• _The request_: Convert the lines of the listing below into a JSON list of strings, one string per line and blank lines omitted: begin at the line that has "If you could spot the building in" and stop after the line that has "column 255, row 70".
____ Task input
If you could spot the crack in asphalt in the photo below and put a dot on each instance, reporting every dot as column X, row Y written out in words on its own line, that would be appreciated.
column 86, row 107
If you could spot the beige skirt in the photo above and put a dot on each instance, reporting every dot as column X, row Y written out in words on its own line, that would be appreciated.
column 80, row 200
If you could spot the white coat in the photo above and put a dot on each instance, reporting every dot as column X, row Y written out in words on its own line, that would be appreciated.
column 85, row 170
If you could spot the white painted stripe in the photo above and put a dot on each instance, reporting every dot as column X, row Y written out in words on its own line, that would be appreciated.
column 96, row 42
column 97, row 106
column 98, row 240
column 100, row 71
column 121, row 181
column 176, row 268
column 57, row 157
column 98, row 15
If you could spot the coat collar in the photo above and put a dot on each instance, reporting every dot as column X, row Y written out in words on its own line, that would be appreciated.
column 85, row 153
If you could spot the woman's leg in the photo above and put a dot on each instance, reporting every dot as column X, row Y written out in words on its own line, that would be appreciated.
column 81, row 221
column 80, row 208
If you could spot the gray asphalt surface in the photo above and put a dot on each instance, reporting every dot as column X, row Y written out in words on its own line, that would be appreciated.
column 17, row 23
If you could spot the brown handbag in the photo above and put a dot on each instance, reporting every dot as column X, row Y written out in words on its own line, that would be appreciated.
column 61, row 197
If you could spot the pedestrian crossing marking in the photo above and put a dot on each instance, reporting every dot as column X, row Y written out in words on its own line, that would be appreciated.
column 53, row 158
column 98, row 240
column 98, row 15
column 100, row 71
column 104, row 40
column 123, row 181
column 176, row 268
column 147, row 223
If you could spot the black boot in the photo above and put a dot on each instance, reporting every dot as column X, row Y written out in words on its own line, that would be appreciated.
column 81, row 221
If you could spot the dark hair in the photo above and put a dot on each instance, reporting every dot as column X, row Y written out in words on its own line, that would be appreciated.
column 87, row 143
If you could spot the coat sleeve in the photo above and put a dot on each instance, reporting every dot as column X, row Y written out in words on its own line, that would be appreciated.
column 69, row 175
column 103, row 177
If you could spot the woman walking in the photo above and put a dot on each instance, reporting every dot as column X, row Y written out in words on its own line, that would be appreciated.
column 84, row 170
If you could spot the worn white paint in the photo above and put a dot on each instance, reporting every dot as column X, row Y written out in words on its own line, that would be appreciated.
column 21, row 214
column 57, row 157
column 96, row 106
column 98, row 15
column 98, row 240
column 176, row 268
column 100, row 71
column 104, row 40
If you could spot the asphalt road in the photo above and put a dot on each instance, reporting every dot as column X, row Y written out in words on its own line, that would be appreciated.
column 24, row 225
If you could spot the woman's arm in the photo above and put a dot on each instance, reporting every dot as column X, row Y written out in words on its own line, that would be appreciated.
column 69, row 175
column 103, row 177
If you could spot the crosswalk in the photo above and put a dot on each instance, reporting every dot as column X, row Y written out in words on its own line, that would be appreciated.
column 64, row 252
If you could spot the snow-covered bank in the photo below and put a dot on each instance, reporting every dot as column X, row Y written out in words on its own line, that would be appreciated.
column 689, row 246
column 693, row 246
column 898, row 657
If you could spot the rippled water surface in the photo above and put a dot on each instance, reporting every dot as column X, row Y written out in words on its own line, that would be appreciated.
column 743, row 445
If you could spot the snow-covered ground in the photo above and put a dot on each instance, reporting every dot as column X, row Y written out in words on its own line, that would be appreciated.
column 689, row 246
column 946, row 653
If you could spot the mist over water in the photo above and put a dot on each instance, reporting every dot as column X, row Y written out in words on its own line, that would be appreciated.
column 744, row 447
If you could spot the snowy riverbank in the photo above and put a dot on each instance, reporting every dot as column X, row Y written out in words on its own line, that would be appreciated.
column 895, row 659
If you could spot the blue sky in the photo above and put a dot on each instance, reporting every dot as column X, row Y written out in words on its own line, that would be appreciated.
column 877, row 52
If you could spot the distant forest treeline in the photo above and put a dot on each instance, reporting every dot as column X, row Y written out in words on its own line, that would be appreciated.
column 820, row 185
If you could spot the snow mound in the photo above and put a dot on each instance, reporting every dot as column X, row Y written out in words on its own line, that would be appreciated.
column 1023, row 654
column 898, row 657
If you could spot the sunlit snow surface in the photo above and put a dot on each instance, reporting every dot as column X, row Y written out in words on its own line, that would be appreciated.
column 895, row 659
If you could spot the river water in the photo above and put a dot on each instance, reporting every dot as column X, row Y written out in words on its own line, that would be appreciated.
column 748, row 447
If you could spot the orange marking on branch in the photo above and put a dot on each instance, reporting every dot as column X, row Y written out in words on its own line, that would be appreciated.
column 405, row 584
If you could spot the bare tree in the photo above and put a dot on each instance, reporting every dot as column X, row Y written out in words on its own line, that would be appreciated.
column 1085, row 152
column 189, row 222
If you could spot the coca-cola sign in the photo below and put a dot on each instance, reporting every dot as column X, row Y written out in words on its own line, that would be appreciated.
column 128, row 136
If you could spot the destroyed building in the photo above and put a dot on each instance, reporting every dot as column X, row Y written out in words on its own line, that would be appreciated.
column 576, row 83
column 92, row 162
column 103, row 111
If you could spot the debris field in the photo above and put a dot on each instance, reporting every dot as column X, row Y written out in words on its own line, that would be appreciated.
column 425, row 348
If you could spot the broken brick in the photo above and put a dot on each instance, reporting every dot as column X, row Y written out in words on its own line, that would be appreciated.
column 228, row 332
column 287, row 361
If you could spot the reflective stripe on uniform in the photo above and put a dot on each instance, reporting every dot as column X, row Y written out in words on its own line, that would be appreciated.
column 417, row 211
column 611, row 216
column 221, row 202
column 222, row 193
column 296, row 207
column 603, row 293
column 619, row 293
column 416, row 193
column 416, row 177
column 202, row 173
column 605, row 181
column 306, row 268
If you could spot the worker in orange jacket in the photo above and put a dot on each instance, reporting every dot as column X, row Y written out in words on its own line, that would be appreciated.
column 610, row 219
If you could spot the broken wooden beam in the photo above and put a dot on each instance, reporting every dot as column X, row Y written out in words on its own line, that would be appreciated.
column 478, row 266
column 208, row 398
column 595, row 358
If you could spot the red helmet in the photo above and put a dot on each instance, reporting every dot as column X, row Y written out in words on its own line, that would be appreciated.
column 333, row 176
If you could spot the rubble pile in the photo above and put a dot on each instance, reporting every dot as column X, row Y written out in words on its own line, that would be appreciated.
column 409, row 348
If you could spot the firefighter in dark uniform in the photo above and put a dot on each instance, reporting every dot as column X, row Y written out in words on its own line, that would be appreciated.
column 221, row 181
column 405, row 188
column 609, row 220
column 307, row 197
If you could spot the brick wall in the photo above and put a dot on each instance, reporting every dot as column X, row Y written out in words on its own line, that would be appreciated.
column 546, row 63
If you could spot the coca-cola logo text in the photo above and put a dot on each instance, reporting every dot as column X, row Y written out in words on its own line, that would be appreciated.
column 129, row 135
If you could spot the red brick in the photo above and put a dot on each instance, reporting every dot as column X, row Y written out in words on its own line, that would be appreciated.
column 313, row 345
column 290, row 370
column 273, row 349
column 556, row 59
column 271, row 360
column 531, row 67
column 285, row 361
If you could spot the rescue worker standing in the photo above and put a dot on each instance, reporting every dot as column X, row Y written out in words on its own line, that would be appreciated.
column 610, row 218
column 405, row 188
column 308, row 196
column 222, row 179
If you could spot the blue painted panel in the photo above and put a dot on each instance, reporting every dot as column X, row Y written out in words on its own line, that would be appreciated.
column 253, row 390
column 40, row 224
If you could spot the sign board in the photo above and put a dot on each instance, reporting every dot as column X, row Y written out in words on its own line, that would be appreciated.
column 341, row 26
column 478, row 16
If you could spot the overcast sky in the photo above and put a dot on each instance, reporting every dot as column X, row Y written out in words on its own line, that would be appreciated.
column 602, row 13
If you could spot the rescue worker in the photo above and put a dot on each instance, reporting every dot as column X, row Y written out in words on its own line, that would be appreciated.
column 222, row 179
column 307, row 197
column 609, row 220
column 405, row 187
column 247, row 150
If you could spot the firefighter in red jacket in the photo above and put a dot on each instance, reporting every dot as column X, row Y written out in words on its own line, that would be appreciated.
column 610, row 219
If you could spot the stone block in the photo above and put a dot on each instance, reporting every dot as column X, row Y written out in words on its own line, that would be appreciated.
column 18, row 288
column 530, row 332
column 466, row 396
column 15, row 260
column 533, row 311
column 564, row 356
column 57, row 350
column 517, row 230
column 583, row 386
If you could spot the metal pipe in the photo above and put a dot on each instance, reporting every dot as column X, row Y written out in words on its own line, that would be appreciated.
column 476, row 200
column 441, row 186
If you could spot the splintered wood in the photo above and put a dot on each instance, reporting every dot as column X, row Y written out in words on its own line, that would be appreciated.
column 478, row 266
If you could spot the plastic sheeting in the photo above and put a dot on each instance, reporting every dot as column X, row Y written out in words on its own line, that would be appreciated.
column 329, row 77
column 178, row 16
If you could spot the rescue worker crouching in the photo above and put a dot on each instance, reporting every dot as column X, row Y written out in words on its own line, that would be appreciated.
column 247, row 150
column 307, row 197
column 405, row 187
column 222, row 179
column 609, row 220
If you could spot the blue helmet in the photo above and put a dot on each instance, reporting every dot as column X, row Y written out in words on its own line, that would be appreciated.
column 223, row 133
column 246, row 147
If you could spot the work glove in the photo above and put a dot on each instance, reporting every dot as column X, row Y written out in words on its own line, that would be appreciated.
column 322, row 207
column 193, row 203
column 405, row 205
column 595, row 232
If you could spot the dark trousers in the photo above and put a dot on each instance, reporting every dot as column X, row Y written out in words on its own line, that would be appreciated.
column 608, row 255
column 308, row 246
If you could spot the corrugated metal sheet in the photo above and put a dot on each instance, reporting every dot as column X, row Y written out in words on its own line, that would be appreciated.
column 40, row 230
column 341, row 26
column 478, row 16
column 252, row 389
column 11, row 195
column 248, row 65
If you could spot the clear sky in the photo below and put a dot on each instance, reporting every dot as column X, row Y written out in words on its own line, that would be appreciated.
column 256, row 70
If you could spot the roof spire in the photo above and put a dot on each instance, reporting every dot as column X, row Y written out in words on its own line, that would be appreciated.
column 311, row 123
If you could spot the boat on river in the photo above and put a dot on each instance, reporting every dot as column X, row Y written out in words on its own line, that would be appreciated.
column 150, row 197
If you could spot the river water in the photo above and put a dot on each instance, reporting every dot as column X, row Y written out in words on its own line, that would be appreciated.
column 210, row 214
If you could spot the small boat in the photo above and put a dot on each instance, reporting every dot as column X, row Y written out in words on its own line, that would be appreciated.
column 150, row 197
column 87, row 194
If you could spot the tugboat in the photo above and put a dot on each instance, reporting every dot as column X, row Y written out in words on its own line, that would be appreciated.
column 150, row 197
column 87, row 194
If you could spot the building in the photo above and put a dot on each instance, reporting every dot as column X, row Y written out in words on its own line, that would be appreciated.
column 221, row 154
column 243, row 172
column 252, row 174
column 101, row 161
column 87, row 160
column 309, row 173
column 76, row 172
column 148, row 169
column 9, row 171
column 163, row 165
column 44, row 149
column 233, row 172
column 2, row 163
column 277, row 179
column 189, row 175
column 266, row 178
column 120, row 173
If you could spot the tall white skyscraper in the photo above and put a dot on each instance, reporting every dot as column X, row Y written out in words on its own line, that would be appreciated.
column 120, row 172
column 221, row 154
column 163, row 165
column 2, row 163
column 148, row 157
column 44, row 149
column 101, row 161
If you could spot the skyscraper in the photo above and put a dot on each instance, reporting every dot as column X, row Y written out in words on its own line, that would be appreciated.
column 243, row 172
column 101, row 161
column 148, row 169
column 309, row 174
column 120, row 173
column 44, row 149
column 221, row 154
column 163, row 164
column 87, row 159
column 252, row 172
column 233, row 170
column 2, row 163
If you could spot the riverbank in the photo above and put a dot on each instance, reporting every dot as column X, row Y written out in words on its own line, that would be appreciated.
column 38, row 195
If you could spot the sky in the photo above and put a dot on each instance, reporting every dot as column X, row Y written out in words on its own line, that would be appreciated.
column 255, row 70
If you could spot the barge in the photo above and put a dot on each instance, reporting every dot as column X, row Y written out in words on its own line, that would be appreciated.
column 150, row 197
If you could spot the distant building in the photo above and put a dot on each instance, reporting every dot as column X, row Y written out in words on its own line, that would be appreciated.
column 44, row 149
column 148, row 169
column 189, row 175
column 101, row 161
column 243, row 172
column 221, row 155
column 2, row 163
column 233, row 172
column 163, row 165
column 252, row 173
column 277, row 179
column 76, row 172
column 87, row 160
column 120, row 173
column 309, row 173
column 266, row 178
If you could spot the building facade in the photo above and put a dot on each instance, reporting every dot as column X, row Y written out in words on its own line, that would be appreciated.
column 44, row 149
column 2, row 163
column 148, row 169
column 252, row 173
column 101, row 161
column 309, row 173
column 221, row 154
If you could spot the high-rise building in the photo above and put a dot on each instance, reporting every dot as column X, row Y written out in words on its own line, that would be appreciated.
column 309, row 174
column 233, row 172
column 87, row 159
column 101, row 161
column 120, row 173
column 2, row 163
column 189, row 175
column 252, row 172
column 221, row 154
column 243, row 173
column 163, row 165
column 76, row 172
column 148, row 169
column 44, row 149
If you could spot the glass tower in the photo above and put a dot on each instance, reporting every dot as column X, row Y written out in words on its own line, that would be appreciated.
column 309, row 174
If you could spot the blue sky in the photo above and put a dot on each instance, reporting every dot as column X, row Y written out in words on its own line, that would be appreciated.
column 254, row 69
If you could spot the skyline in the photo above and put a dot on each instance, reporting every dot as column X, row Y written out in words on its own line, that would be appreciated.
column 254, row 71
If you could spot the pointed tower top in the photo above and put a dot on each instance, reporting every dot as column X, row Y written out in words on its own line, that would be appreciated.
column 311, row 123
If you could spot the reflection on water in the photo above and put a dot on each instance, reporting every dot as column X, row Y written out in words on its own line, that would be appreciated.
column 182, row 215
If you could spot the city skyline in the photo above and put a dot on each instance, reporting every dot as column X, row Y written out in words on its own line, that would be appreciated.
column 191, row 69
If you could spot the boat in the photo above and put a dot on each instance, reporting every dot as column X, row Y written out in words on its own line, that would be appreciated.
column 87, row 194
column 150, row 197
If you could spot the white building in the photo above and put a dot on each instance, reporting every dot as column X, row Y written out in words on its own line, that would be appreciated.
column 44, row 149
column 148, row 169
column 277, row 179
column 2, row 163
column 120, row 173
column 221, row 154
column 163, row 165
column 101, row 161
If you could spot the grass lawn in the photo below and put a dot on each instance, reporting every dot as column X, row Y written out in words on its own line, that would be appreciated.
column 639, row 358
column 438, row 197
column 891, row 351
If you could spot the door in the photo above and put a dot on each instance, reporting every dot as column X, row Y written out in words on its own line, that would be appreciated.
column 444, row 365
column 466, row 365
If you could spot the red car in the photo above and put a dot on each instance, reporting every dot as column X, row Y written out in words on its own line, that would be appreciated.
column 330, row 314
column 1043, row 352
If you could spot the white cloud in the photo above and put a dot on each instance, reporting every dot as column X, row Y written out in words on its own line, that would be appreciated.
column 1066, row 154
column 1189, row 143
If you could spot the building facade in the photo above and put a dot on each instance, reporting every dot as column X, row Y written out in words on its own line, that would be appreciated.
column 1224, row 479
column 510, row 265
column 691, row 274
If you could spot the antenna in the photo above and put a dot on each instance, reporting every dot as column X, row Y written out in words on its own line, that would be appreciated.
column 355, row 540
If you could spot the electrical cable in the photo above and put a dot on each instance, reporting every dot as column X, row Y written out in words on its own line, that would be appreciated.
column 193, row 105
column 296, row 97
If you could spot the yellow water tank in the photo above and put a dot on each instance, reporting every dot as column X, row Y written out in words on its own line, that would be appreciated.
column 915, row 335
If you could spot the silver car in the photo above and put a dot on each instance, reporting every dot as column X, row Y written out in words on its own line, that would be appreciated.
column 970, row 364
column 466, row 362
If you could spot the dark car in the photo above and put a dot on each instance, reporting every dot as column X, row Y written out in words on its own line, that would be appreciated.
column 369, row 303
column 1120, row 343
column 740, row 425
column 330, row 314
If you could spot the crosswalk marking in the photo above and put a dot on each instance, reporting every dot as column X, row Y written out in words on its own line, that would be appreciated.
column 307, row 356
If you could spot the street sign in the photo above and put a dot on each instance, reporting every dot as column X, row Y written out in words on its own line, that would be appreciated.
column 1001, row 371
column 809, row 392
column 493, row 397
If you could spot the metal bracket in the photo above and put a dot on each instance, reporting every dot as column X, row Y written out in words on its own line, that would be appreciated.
________
• _Task result_:
[
  "If you could spot the building in the photo above and put a dot on each instance, reporting every dot as column X, row Y written out in words on its own line, that would be appreciated.",
  "column 221, row 154",
  "column 243, row 172",
  "column 252, row 174",
  "column 101, row 161",
  "column 87, row 160",
  "column 309, row 173",
  "column 76, row 172",
  "column 148, row 169",
  "column 9, row 171",
  "column 163, row 165",
  "column 44, row 149",
  "column 233, row 172",
  "column 2, row 163",
  "column 277, row 179",
  "column 189, row 175",
  "column 266, row 178",
  "column 120, row 173",
  "If you could spot the tall white skyscraper in the photo above and put a dot on each instance, reporting every dot as column X, row Y written out in words on its own line, that would be appreciated.",
  "column 120, row 172",
  "column 221, row 154",
  "column 163, row 165",
  "column 2, row 163",
  "column 148, row 157",
  "column 44, row 149",
  "column 101, row 161",
  "If you could spot the skyscraper in the photo above and put a dot on each instance, reporting every dot as column X, row Y written out in words on its own line, that would be appreciated.",
  "column 243, row 172",
  "column 101, row 161",
  "column 148, row 169",
  "column 309, row 174",
  "column 120, row 173",
  "column 44, row 149",
  "column 221, row 154",
  "column 163, row 164",
  "column 87, row 159",
  "column 252, row 172",
  "column 233, row 170",
  "column 2, row 163",
  "If you could spot the riverbank in the photo above and put a dot on each instance, reporting every dot as column X, row Y written out in words on its own line, that would be appreciated.",
  "column 38, row 195",
  "If you could spot the sky in the photo above and put a dot on each instance, reporting every dot as column X, row Y written out in words on its own line, that would be appreciated.",
  "column 255, row 70"
]